● **ページ抜粋**
セントラル占拠から1年 三権分立めぐり物議

 中央人民政府駐香港特区連絡弁公室(中連弁)の張暁明・主任が9月12日、「香港基本法」公布25周年シンポジウムで「香港は三権分立を実施しない」と明言した。20日には全国香港マカオ研究会の陳佐洱・会長が香港でのフォーラムで「香港は植民地から脱却できていない」と批判し、立て続けに物議を醸した。これら発言は昨年の「セントラル占拠行動」の発生から1年を迎えるのを機に、政治体制改革の議論で浮き彫りとなった香港市民の基本法と1国2制度に対する認識不足について中央が明確な立場を示したものとみられる。

 張主任は香港の政治体制について「返還前も返還後も三権分立は実施していない」と強調。これは基本法起草時の重要な指導思想であることや、2007年に全国人民代表大会(全人代、国会に相当)の呉邦国・委員長が「香港の政治体制の最大の特徴は行政主導であり、香港のもともとの政治体制の有効な部分で、港人治港を実現する最良の体制」と述べたことなどを説明し、香港の政治体制を「中央政府管轄の下で行政長官を中核とする行政主導で、行政と立法は相互に制約・協力し、司法は独立する政治体制」とまとめた。基本法に「行政主導」の文字がなくともこれを否定することにはならず、基本法には行政主導を体現する規定が20余りあると指摘した。

 これに対し弁護士団体の香港大律師公会は14日夜に声明を出し、特に張主任が「行政長官は行政、立法、司法の3機関の上の特殊な法律的地位にある」と述べたことに対し「行政長官が基本法の下で香港の法律を凌駕すると理解されてはならない」として遺憾を表明したほか、公民党の梁家傑・代表は「行政長官が皇帝のようなもの」と批判した。

 だが袁国強・司法長官はこれらの声に対し、張主任の言葉の一部を取り上げて拡大解釈していると指摘し、「張主任は行政長官と特区政府が立法と司法の監督管理を受けると強調している。行政長官が皇帝のようになることは絶対にない」と述べた。

● **一覧**
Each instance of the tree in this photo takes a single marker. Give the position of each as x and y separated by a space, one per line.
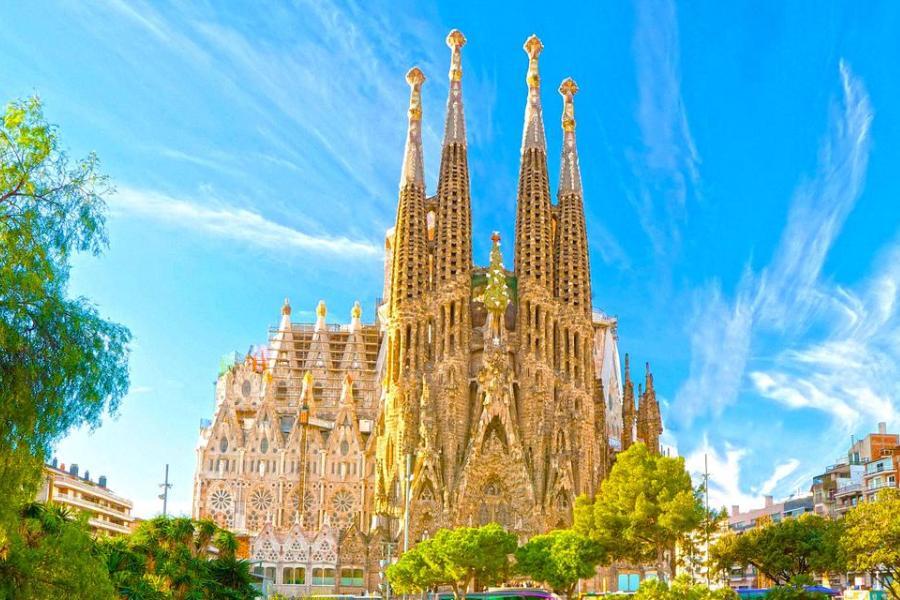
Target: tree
682 588
61 365
871 539
782 551
644 507
559 559
455 558
51 555
169 559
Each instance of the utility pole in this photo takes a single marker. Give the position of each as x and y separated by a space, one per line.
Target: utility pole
706 493
166 486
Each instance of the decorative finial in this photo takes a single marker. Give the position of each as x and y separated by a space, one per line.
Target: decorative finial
415 78
455 40
347 391
569 170
496 291
413 169
533 48
568 89
533 132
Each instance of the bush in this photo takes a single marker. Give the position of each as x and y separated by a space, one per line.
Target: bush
682 588
795 590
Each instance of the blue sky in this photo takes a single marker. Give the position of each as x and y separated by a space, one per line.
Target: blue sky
739 163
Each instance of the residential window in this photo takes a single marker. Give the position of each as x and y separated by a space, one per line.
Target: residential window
323 576
293 576
352 577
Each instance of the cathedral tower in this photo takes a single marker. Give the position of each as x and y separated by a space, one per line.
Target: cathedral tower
406 329
535 322
453 268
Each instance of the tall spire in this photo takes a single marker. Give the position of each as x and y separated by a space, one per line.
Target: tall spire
534 243
650 419
569 171
408 275
533 132
628 417
453 254
413 167
455 125
573 275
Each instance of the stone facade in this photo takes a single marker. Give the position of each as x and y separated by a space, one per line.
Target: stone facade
482 394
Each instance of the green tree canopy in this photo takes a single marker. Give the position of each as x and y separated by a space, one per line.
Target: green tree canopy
61 365
52 556
871 539
170 559
455 558
645 506
782 551
682 588
559 559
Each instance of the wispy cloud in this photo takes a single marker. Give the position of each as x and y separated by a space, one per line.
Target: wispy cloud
724 470
786 294
782 472
850 372
315 87
233 223
667 166
725 475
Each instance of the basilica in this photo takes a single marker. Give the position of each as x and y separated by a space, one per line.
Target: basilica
474 395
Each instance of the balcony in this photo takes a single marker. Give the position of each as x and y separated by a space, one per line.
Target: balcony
91 507
848 490
109 526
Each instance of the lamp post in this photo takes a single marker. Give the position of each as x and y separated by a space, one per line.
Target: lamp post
407 494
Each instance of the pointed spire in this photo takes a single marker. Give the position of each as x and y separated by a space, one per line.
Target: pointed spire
453 235
533 133
413 172
306 397
356 317
321 312
347 390
534 248
496 291
409 251
628 416
455 125
569 171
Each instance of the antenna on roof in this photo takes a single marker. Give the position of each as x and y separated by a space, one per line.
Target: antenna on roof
166 486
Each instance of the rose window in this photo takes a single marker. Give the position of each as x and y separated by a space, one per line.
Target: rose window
342 501
261 500
220 500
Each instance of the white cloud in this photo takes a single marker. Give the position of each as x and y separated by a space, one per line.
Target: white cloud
667 167
724 474
781 472
786 294
238 224
850 372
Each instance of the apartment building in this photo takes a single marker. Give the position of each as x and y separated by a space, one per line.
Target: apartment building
771 511
109 514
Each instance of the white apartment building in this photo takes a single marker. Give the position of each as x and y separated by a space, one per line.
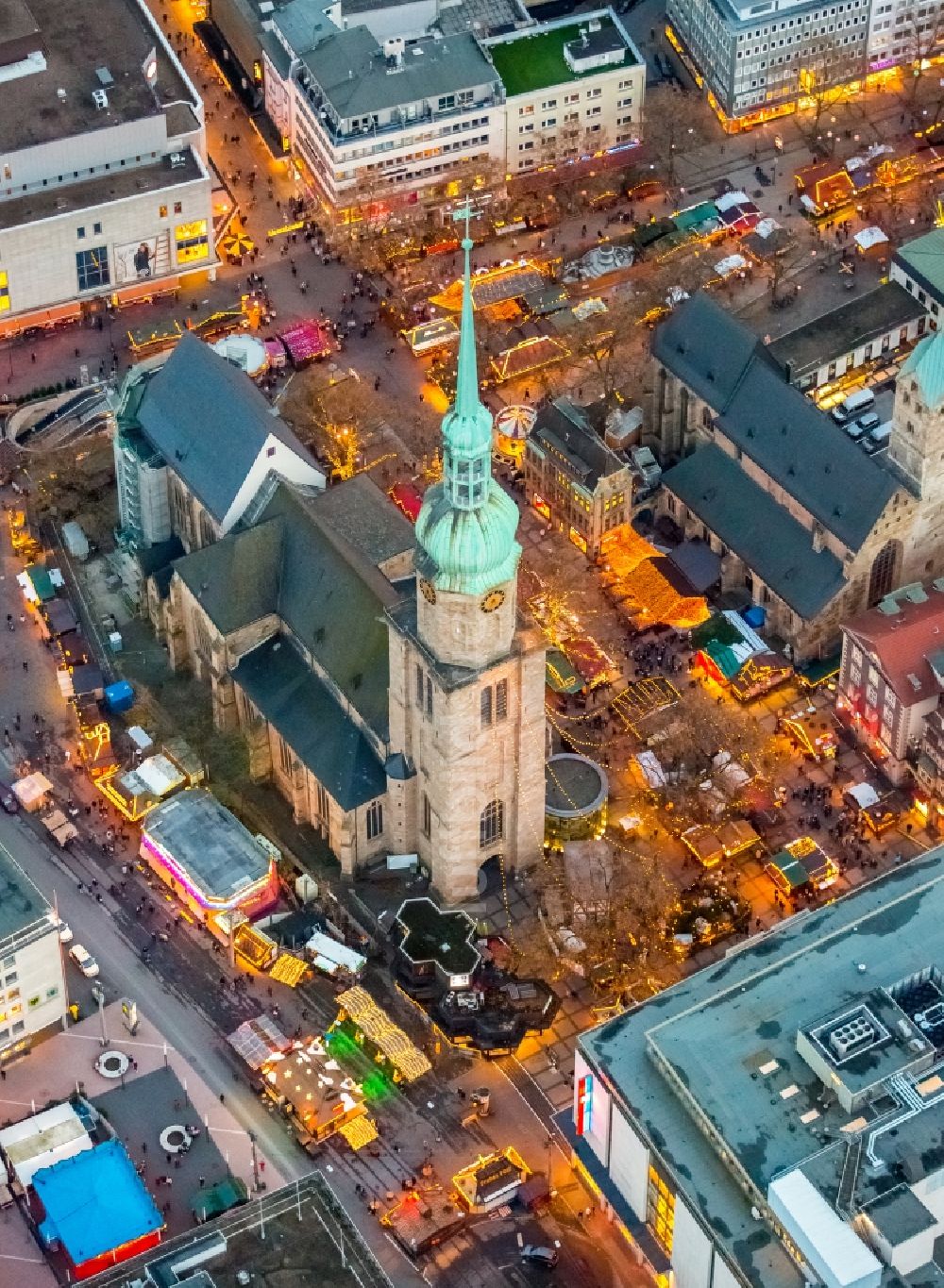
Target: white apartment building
399 119
32 983
573 88
756 59
105 188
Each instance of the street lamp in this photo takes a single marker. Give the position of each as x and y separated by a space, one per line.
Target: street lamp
98 994
255 1160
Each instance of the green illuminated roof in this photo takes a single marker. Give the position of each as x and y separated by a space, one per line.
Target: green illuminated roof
926 363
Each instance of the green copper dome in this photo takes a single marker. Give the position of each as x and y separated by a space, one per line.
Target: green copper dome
466 527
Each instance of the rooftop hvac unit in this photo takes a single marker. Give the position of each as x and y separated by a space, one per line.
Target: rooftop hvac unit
854 1033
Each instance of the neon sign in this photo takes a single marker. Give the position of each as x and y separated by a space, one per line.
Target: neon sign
585 1104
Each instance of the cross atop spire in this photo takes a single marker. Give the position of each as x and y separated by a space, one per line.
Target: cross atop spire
467 403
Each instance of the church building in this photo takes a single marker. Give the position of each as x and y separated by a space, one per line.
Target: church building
380 675
809 527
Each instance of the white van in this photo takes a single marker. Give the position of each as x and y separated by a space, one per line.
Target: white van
852 406
879 438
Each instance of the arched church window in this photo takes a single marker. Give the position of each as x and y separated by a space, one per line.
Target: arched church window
491 823
884 571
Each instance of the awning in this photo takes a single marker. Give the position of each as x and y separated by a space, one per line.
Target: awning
258 1040
562 677
306 342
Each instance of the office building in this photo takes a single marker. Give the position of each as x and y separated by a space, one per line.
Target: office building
891 674
775 1121
384 120
32 981
573 478
756 60
105 188
211 861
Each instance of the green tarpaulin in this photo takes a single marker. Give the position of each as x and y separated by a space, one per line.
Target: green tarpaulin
42 582
792 872
219 1198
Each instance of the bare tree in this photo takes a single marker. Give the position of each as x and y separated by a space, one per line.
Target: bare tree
608 917
922 38
668 134
340 420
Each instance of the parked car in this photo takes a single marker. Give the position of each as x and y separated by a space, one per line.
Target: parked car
540 1256
84 960
879 438
868 422
62 927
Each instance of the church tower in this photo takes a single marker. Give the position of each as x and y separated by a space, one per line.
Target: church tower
916 447
466 680
466 555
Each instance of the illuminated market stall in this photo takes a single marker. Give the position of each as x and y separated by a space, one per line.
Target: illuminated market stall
304 1080
800 864
372 1029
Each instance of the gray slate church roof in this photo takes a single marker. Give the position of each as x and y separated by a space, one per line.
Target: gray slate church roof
212 436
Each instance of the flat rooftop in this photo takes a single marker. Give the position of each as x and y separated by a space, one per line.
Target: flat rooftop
573 784
723 1046
98 191
77 39
21 903
845 327
352 71
211 844
533 59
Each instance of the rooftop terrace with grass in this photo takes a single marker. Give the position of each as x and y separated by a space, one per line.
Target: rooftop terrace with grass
557 53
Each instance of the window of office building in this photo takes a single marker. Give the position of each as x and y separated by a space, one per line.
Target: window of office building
660 1211
492 823
375 819
192 241
92 268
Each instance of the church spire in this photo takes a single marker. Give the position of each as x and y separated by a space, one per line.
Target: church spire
467 426
467 403
465 531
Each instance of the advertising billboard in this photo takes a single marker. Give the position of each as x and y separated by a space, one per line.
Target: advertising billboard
138 260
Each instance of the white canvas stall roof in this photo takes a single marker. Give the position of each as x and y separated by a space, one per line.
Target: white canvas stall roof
31 789
158 776
258 1041
868 237
141 738
44 1139
863 795
324 945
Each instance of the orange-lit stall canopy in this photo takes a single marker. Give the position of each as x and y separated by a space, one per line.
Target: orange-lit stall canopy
648 586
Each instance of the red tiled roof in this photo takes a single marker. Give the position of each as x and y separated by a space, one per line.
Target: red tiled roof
902 643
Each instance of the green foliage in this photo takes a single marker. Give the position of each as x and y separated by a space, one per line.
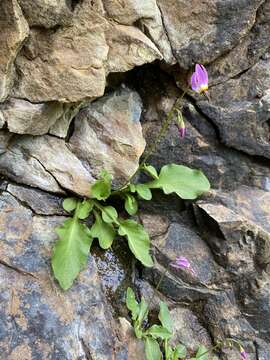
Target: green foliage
185 182
138 240
150 170
152 349
131 204
157 336
71 250
75 238
70 204
164 317
101 189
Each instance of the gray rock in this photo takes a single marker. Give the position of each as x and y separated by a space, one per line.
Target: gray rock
199 32
45 162
23 117
46 13
148 15
40 202
187 330
245 54
108 135
70 64
14 31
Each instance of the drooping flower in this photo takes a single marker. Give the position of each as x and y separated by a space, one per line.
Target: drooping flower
182 263
243 354
181 124
199 79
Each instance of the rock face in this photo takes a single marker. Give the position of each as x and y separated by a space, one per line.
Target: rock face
14 32
107 135
68 111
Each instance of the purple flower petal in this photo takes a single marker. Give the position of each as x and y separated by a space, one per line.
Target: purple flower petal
194 82
199 79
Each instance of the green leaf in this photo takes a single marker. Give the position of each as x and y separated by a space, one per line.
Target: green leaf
202 353
70 204
164 317
104 232
85 208
138 240
101 189
152 350
109 214
185 182
150 170
132 304
180 352
157 331
144 191
131 204
71 251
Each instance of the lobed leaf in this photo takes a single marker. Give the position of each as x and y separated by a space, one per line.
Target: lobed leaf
132 304
101 189
185 182
71 251
109 214
69 204
152 349
144 192
157 331
85 209
138 240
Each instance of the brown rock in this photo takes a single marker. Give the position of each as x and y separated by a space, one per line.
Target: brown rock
199 32
23 117
46 13
14 30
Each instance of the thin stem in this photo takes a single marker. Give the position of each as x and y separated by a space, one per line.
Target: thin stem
153 147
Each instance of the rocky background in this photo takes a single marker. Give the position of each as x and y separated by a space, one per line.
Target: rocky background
83 84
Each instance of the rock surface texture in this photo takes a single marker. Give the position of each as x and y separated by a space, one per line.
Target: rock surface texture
78 95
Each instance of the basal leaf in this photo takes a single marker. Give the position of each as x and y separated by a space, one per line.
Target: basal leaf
164 317
101 189
152 350
71 251
109 214
132 304
85 208
104 232
144 192
70 204
157 331
131 204
138 240
150 170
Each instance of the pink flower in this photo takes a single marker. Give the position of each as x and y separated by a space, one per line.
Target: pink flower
181 124
199 79
182 263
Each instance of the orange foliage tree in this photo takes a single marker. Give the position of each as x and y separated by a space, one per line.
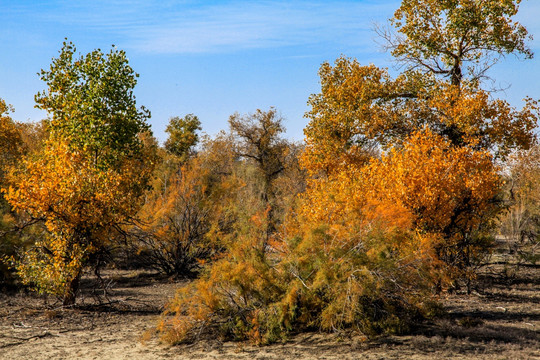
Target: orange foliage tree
373 235
88 179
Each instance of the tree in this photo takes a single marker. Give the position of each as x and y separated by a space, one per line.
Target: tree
182 135
361 109
89 178
258 138
441 37
521 223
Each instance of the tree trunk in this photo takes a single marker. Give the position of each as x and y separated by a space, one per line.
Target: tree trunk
72 287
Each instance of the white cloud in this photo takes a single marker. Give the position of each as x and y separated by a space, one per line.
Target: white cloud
217 26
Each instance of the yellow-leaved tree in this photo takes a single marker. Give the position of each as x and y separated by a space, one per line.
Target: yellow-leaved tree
402 189
88 179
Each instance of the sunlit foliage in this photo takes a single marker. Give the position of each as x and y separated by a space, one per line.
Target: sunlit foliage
90 175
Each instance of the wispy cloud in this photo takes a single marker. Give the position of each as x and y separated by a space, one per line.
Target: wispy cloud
218 26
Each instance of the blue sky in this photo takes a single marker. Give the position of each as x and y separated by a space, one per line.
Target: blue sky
214 58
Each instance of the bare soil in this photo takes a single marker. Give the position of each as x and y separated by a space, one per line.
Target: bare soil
500 320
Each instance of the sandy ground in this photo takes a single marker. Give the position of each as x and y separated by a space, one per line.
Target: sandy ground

● **取り組む課題**
1) 香港の三権分立をめぐる記事で、張主任は基本法に行政主導を体現する規定がいくつあると指摘していますか。
2) 香港の三権分立をめぐる記事を「中央人民政府駐香港特区連絡弁」を含む箇所から「ことは絶対にない」と述べた。」まで抜き出し、「張主任」を「張氏」に差し替えて示してください。
3) 香港の三権分立をめぐる記事の最後の文に続けて、その先を書き進めてください。
一覧の行はここでは一切使いません。

● **最終結果**
1) 20余りあると指摘しています。

2)
中央人民政府駐香港特区連絡弁公室(中連弁)の張暁明・主任が9月12日、「香港基本法」公布25周年シンポジウムで「香港は三権分立を実施しない」と明言した。20日には全国香港マカオ研究会の陳佐洱・会長が香港でのフォーラムで「香港は植民地から脱却できていない」と批判し、立て続けに物議を醸した。これら発言は昨年の「セントラル占拠行動」の発生から1年を迎えるのを機に、政治体制改革の議論で浮き彫りとなった香港市民の基本法と1国2制度に対する認識不足について中央が明確な立場を示したものとみられる。

 張氏は香港の政治体制について「返還前も返還後も三権分立は実施していない」と強調。これは基本法起草時の重要な指導思想であることや、2007年に全国人民代表大会(全人代、国会に相当)の呉邦国・委員長が「香港の政治体制の最大の特徴は行政主導であり、香港のもともとの政治体制の有効な部分で、港人治港を実現する最良の体制」と述べたことなどを説明し、香港の政治体制を「中央政府管轄の下で行政長官を中核とする行政主導で、行政と立法は相互に制約・協力し、司法は独立する政治体制」とまとめた。基本法に「行政主導」の文字がなくともこれを否定することにはならず、基本法には行政主導を体現する規定が20余りあると指摘した。

 これに対し弁護士団体の香港大律師公会は14日夜に声明を出し、特に張氏が「行政長官は行政、立法、司法の3機関の上の特殊な法律的地位にある」と述べたことに対し「行政長官が基本法の下で香港の法律を凌駕すると理解されてはならない」として遺憾を表明したほか、公民党の梁家傑・代表は「行政長官が皇帝のようなもの」と批判した。

 だが袁国強・司法長官はこれらの声に対し、張氏の言葉の一部を取り上げて拡大解釈していると指摘し、「張氏は行政長官と特区政府が立法と司法の監督管理を受けると強調している。行政長官が皇帝のようになることは絶対にない」と述べた。

3)
 香港基本法委員会の委員を務める北京大学法学院の饒戈平・教授は15日、この問題について解説。まず基本法の規定と立法の原意に照らすと香港の政治体制は簡単に「三権分立」に区分できないと指摘。この点は基本法起草の過程で長期的に議論された後、起草委員会は「香港は中央直轄の特別行政区として簡単に外国の三権分立体制を採用することはできない」との意見で一致したという。同時に英国統治の行政主導体制の有効性を考慮し、香港の政治体制の安定と継続性を保つため起草委は最終的に行政主導の体制を確定。この体制の下で行政、立法、司法は相互に制約・協力するが、三権分立と同じではないと説明した。

 6月に林鄭月娥・政務長官は、普通選挙案が可決できなかった原因の1つとして「中央の立憲政治権力に対する香港人の認識不足」を挙げていたが、張主任の発言はこの問題に対応したものといえる。

 続いて物議を醸したのが全国香港マカオ研究会の陳会長の「香港は返還後、法に基づく脱植民地化を実施できていないどころか、80年代の脱中国化が復活している」との発言。脱中国化は歴史の本質に背く現象で、1国2制度を損ない香港に大きな消耗をもたらし、競争力低下の根本原因の1つと非難した。「脱植民地化」とは何を指すのかという疑問を受け、陳会長は翌21日に補足説明として「国家の主権、安全、発展・利益に抵触していながらも正そうとしない場合は植民地から脱却できていない問題が出現する」と述べたほか、廉政公署(ICAC)は維持すべきであることや道路名は返還前と変わらないなど、すべてのことに脱植民地化の問題が存在するわけではないと説明した。

 陳会長の発言に対し特区政府政制及内地事務局の譚志源・局長は「本土派(排他主義勢力)の香港人はごく一部で、大部分の市民は香港が国家の一部であることを擁護している」として過剰な懸念とみる。だが全国香港マカオ研究会の劉兆佳・副会長が「多くの香港人はいまだ返還と中国共産党の統治の事実に抗い、一部は同胞を排斥し、自身を中国人と認めない。植民地懐古といえる」と警戒したほか、同研究会理事で北京大学法学院の陳端洪・教授は「香港は現在に至るまで基本法23条に基づく立法を行っておらず、法律上は脱植民地化ができていない」と指摘した。

区議会選に民主派候補乱立

 セントラル占拠発生から1年を迎えた9月28日、特区政府本庁舎周辺で「民間人権陣線」が取りまとめる集会が行われた。民主派政党は11月の区議会議員選挙に影響するのを懸念し大規模な動員を行わなかったため、参加者数は警察の推計で約920人にとどまった。警察も現在の社会状況から昨年の規模で占拠行動が起こる可能性は低いとみて3000人を配備したが、デモ参加者はそれを下回った。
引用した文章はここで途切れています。